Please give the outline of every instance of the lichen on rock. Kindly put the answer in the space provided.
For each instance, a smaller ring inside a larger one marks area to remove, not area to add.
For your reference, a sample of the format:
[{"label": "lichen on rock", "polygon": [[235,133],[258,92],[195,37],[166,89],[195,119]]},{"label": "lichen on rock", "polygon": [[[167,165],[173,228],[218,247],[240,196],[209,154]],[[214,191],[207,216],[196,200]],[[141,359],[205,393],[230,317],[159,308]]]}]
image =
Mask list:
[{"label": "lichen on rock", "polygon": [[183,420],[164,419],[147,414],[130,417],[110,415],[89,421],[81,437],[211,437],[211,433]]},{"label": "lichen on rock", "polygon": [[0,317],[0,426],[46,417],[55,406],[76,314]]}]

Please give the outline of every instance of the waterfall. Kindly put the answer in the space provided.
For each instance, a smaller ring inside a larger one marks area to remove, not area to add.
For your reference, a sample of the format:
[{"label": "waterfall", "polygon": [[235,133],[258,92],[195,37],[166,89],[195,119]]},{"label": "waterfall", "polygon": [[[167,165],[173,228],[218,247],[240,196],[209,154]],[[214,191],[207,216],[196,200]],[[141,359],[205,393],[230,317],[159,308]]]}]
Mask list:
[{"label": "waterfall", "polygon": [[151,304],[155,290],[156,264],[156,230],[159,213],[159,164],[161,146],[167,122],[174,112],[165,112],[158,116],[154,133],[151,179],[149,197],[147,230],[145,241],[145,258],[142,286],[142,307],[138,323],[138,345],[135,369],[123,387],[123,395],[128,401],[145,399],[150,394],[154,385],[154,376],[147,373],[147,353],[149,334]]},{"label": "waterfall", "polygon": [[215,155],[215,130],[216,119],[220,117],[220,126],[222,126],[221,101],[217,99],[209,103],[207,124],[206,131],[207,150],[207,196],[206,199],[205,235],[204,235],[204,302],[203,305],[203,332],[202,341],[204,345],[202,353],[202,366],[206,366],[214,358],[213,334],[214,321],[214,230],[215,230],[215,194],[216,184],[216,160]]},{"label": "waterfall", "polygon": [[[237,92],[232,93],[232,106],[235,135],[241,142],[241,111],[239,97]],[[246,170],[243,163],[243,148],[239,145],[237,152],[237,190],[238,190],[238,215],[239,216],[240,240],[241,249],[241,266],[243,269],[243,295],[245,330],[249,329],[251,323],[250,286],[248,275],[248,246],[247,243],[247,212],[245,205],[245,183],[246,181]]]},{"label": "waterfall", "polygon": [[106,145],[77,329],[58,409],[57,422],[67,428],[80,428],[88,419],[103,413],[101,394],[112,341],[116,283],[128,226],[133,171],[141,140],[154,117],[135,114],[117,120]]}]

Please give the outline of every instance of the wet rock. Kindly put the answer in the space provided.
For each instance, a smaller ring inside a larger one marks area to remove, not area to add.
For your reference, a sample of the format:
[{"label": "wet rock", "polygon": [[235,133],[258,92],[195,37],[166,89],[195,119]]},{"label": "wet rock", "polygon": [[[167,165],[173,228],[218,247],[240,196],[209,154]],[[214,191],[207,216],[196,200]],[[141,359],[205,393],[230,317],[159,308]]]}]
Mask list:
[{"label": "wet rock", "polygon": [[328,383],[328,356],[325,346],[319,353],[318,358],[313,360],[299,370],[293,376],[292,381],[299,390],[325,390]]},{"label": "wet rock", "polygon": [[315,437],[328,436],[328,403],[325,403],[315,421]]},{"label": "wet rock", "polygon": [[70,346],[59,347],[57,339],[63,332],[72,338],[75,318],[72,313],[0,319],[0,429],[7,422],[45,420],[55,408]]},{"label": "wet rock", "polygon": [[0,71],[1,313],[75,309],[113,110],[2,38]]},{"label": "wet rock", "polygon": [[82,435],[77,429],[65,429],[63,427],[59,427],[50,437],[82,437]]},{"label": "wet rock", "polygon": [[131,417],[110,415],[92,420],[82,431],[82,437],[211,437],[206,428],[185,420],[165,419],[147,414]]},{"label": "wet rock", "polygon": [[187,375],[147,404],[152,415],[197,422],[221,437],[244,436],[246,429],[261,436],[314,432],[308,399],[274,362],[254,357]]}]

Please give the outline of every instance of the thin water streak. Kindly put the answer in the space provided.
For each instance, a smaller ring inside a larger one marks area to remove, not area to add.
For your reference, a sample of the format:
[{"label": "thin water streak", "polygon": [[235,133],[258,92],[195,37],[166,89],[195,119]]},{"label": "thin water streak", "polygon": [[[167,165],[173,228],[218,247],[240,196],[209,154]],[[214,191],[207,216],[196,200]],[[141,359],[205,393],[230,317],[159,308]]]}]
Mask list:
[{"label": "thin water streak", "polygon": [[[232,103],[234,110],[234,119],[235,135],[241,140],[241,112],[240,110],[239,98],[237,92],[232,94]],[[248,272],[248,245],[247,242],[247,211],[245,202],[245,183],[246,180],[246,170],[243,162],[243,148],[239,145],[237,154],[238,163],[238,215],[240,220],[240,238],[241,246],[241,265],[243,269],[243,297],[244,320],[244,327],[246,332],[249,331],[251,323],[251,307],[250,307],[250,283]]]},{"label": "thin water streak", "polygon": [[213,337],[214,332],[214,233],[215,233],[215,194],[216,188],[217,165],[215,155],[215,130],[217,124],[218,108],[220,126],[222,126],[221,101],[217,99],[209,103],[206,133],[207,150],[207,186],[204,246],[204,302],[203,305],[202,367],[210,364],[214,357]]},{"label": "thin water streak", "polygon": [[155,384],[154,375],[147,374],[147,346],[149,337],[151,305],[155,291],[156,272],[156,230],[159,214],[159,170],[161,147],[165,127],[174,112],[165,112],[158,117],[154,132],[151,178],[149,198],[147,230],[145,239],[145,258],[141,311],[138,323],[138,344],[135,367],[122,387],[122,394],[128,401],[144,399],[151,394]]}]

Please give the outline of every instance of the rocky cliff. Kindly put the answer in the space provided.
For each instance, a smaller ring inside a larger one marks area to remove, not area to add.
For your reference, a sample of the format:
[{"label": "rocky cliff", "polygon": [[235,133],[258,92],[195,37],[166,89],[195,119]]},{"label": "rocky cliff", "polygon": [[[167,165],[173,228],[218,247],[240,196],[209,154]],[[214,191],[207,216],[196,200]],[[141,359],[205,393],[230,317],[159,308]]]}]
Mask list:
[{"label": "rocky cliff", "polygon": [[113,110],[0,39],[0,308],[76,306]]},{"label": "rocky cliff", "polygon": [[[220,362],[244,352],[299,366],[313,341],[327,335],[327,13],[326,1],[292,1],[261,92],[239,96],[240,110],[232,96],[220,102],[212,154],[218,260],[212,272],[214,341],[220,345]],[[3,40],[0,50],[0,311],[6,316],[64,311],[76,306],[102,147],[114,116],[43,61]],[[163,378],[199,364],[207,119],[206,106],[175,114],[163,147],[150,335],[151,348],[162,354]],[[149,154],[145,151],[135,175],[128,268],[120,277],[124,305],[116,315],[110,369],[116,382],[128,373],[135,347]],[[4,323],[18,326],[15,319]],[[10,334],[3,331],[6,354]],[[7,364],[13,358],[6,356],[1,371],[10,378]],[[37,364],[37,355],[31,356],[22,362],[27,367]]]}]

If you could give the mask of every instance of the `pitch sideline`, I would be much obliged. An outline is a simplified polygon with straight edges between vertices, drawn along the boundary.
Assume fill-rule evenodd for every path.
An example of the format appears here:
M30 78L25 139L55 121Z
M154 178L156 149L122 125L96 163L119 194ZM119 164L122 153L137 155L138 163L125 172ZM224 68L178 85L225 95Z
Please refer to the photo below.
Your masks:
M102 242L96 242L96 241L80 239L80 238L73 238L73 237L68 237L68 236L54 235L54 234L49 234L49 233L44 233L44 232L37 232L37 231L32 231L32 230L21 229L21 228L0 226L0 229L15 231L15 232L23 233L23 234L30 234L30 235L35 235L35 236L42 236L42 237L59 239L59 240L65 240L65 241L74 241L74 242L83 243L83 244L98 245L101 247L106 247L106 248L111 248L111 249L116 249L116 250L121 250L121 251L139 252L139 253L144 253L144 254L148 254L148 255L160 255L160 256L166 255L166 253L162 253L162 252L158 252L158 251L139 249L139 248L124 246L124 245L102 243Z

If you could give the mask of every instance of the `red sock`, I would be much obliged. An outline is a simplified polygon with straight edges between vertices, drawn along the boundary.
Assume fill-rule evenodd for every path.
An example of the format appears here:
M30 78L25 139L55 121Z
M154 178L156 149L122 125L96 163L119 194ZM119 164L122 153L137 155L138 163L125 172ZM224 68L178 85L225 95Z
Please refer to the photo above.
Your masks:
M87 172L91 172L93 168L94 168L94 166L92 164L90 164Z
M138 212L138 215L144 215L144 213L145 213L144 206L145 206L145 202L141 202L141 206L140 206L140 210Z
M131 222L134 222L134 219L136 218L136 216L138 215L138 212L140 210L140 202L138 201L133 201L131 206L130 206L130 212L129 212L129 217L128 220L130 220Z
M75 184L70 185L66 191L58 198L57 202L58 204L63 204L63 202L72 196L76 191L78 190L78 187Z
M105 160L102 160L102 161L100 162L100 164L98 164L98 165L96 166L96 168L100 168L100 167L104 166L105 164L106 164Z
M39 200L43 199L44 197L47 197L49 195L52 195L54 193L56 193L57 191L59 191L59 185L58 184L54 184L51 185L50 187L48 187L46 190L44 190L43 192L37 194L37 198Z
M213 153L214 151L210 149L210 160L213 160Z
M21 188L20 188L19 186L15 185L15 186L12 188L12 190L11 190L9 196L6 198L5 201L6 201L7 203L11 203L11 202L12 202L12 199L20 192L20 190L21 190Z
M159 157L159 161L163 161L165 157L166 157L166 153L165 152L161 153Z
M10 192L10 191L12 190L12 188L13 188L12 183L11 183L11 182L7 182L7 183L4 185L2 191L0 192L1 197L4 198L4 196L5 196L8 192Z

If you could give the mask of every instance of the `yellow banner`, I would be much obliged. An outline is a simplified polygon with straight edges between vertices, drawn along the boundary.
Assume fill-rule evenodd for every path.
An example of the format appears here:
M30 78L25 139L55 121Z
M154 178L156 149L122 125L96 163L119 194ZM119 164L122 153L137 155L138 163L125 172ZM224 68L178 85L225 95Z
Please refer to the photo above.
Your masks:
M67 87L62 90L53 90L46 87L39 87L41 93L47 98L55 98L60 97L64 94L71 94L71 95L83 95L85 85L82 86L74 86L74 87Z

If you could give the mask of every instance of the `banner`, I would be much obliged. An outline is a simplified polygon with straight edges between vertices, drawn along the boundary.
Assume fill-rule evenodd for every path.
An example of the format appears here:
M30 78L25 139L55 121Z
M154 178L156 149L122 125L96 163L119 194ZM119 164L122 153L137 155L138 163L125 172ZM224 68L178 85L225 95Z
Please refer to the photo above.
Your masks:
...
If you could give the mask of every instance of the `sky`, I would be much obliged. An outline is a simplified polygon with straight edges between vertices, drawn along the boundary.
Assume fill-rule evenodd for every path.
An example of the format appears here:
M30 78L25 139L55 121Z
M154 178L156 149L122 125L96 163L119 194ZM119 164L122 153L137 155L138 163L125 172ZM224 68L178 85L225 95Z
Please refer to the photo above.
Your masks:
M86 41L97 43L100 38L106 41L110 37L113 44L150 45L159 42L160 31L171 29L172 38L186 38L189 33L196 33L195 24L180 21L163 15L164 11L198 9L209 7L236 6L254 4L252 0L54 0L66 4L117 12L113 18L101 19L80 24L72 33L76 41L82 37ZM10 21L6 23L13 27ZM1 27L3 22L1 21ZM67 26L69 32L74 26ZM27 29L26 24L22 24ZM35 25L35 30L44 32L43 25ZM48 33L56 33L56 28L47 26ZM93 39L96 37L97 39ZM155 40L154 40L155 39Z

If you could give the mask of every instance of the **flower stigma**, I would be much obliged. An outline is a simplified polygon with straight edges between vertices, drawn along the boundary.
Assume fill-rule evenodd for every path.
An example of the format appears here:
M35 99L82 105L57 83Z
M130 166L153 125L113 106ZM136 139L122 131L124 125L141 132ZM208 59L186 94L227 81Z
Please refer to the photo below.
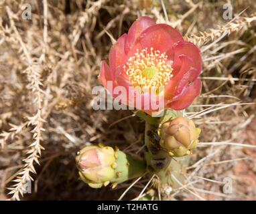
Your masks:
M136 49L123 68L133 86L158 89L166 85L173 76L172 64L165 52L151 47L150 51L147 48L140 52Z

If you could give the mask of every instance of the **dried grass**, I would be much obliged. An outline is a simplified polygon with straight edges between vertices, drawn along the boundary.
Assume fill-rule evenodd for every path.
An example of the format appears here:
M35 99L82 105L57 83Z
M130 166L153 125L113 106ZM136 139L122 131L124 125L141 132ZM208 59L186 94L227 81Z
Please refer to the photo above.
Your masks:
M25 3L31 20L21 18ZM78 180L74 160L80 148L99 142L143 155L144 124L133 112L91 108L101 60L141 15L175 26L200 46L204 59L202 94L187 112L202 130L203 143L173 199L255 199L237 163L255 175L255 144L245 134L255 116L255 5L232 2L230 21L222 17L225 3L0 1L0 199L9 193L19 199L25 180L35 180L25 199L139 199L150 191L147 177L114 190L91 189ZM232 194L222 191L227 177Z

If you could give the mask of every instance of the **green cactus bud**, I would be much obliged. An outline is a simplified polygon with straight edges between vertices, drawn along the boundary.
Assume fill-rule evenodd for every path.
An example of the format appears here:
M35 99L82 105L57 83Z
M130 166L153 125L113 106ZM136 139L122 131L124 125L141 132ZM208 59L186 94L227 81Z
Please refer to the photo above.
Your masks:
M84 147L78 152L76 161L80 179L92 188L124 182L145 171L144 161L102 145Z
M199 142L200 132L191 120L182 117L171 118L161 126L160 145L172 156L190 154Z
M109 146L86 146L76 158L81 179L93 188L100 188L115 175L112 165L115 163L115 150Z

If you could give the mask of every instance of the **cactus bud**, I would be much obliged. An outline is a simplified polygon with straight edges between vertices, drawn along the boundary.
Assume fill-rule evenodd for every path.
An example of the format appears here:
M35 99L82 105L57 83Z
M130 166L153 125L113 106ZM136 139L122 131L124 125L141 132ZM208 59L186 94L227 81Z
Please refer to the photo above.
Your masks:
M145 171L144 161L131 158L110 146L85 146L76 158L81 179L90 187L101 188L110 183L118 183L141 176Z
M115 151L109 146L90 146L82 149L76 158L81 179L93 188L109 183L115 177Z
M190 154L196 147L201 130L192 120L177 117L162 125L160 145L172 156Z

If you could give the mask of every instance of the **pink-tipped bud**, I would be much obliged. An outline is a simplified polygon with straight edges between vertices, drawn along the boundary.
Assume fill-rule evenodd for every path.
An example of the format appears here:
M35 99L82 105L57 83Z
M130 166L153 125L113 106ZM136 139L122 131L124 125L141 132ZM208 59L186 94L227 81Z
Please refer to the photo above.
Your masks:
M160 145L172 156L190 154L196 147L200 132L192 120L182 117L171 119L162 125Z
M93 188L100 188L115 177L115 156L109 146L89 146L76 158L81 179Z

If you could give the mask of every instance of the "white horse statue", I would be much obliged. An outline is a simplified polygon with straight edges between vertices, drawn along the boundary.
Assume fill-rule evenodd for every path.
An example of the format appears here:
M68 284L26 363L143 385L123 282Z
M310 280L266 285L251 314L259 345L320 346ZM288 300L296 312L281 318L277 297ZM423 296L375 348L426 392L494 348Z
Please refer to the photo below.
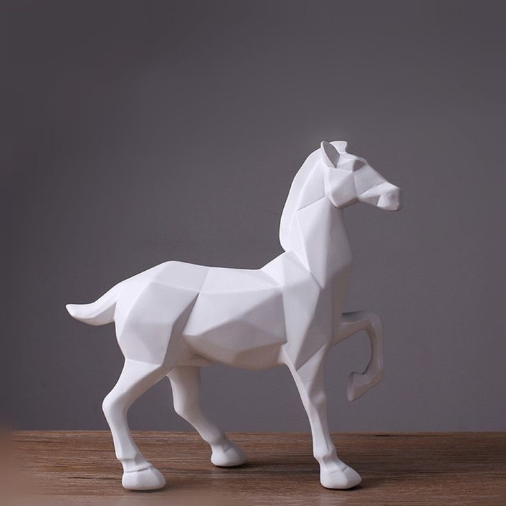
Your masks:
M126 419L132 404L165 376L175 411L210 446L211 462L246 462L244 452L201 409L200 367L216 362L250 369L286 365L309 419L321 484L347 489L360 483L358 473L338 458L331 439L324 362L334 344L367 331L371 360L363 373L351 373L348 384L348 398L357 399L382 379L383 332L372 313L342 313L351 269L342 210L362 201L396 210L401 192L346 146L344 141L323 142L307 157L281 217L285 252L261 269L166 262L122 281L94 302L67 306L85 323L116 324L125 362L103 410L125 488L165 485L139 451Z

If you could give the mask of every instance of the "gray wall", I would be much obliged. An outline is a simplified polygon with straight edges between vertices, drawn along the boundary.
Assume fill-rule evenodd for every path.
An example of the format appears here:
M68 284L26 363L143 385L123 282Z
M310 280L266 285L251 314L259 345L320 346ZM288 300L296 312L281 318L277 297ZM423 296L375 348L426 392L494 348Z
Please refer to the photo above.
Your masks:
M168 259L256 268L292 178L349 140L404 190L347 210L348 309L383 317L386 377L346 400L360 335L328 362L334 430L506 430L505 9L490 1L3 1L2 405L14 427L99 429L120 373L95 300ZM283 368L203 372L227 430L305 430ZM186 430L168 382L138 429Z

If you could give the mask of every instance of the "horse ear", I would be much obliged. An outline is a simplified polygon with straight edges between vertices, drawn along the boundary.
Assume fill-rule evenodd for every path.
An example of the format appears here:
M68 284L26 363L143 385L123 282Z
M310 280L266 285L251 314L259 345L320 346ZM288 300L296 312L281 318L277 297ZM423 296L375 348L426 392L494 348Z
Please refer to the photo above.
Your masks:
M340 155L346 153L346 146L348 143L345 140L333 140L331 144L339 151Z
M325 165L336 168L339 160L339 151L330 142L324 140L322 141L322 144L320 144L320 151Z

:: Exercise ::
Rewrite the rows between the line holding "of the **pink-tipped" and the line holding "M93 188L100 188L115", inclusive, with "pink-tipped bud" replaced by "closed bud" and nothing else changed.

:: The answer ::
If you could give the mask of every instance of the **closed bud**, I would be much obliged. An outline is a simplified polygon with straight edges between vertices, drawn along the boundary.
Assume fill-rule evenodd for every path.
An example of the format appears here:
M35 99L82 105L57 83Z
M130 166L153 125L113 106ZM136 139L122 131L124 125L141 132ZM208 59L186 94L227 81Z
Please refer to the photo above.
Your masks:
M160 145L172 156L190 154L196 147L200 132L192 120L182 117L171 119L162 125Z
M93 188L100 188L115 177L115 156L109 146L89 146L76 158L81 179Z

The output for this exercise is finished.